--- START OF MATERIAL SHOWN ---

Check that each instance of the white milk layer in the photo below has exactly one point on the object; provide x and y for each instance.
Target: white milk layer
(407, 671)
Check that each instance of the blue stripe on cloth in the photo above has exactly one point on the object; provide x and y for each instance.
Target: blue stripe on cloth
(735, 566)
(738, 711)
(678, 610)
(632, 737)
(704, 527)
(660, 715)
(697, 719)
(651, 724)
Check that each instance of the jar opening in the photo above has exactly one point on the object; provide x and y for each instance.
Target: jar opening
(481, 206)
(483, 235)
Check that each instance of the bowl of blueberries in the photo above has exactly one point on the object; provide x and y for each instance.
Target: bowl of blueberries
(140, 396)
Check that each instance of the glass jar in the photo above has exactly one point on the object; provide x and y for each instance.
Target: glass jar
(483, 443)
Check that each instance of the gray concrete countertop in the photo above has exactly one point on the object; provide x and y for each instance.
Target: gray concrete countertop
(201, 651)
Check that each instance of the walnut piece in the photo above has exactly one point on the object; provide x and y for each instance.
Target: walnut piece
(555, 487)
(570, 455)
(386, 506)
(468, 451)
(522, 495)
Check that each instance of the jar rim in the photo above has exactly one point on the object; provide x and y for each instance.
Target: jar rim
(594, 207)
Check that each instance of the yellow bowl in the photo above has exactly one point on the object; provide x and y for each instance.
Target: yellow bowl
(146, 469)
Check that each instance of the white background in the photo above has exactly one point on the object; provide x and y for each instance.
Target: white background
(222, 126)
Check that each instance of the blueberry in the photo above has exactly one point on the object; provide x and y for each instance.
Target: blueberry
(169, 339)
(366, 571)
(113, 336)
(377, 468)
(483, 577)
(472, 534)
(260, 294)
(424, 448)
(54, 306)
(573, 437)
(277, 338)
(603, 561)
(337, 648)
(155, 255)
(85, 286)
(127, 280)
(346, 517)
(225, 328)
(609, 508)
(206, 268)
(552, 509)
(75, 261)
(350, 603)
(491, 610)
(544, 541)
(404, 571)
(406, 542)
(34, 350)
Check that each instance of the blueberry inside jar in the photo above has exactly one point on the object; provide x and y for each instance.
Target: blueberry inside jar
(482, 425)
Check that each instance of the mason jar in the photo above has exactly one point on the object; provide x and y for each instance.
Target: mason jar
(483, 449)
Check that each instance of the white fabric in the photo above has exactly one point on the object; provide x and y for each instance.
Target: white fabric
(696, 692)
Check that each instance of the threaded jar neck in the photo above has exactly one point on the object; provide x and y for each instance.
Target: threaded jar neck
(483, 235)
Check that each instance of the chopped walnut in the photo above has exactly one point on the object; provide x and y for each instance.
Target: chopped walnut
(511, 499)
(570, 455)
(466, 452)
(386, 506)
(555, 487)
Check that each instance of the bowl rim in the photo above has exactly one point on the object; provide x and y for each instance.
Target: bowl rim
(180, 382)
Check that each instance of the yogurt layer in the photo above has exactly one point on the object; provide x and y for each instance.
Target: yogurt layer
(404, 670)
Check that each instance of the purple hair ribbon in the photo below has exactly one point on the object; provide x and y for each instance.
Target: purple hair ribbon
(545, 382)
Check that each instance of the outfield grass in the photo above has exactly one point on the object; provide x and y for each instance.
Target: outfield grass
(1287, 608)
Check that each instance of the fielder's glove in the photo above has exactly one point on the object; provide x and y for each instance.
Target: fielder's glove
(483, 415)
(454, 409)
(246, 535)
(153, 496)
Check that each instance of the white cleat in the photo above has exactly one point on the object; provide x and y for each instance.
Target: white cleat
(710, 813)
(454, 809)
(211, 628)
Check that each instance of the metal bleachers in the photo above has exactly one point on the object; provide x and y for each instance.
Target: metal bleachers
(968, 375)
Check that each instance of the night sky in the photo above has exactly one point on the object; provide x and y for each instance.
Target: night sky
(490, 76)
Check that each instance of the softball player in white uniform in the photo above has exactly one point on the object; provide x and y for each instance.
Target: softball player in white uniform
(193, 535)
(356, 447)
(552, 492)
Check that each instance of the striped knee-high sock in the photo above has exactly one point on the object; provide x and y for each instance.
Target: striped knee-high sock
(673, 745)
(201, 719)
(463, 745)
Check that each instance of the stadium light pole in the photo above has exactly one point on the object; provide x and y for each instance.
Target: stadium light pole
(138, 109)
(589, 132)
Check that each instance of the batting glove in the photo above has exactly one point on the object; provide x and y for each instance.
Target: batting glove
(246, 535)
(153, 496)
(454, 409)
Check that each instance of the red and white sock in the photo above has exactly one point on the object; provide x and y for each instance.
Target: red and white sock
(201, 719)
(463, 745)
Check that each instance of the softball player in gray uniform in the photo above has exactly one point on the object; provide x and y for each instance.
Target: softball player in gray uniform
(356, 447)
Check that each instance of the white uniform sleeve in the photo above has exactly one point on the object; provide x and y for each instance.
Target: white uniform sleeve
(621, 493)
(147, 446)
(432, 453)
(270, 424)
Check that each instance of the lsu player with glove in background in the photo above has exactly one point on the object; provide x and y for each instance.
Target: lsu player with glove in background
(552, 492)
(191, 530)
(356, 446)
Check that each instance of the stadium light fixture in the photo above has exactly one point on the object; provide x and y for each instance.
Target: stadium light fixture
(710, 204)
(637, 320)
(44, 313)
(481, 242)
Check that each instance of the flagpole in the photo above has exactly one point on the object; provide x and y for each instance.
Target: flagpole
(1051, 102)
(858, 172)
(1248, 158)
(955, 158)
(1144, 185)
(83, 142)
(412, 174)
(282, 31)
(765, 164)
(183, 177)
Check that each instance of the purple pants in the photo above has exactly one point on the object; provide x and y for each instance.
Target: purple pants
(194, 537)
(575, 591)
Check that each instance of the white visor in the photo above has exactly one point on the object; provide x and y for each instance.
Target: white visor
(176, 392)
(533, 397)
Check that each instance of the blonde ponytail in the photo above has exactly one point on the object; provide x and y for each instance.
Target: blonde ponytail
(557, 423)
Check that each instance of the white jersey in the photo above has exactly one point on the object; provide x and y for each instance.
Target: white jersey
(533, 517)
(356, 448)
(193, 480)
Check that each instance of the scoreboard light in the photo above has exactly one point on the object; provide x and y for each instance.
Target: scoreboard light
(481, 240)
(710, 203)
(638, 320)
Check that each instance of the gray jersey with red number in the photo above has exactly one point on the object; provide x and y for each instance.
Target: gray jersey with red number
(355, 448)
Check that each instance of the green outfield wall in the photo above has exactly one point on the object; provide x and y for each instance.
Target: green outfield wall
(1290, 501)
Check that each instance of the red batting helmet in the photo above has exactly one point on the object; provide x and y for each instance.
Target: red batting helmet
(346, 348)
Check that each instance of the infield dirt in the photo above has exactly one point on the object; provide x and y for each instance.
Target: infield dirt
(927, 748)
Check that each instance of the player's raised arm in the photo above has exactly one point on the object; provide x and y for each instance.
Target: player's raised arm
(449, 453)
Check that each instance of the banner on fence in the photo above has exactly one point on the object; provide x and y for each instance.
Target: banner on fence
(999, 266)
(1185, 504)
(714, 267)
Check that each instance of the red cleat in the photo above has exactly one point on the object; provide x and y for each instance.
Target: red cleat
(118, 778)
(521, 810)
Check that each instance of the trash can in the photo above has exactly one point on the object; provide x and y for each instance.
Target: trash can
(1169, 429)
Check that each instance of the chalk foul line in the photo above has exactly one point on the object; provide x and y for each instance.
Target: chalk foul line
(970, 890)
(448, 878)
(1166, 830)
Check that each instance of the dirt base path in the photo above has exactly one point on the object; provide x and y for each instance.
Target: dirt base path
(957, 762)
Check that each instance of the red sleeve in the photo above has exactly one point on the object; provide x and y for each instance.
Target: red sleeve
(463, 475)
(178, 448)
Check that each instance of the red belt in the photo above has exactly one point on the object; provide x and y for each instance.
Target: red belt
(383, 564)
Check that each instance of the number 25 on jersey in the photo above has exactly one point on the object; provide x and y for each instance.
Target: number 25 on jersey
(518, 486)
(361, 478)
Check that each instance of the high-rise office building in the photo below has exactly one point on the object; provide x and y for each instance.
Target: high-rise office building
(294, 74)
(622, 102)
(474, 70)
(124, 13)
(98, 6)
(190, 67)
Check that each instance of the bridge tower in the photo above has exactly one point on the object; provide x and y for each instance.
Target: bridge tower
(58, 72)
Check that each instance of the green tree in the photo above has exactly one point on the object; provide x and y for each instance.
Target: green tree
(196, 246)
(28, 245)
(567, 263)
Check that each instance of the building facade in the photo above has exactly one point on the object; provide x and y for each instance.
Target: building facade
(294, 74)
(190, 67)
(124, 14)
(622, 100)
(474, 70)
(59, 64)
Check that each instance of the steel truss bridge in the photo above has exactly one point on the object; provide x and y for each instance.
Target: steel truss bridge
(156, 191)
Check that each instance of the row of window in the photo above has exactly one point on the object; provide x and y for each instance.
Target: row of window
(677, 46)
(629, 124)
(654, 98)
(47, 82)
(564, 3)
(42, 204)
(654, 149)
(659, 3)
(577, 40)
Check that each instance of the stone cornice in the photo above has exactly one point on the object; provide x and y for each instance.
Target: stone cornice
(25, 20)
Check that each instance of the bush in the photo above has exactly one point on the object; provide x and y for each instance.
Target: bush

--- END OF MATERIAL SHOWN ---

*WHAT THIS TASK INVOLVES:*
Rewrite everything from the line containing "Check that each instance of the stone" down to the end of the material, swapping "bush" for "shrub" wherever it occurs and leaving the rest untouched.

*ANSWER FOR THE TASK:*
Check that each instance of the stone cornice in the photo above has exactly one point on the object; provide x and y for each instance.
Target: stone cornice
(25, 20)
Check that each instance of the shrub in the photo above has exactly one point on the object; provide x and y for each instance.
Target: shrub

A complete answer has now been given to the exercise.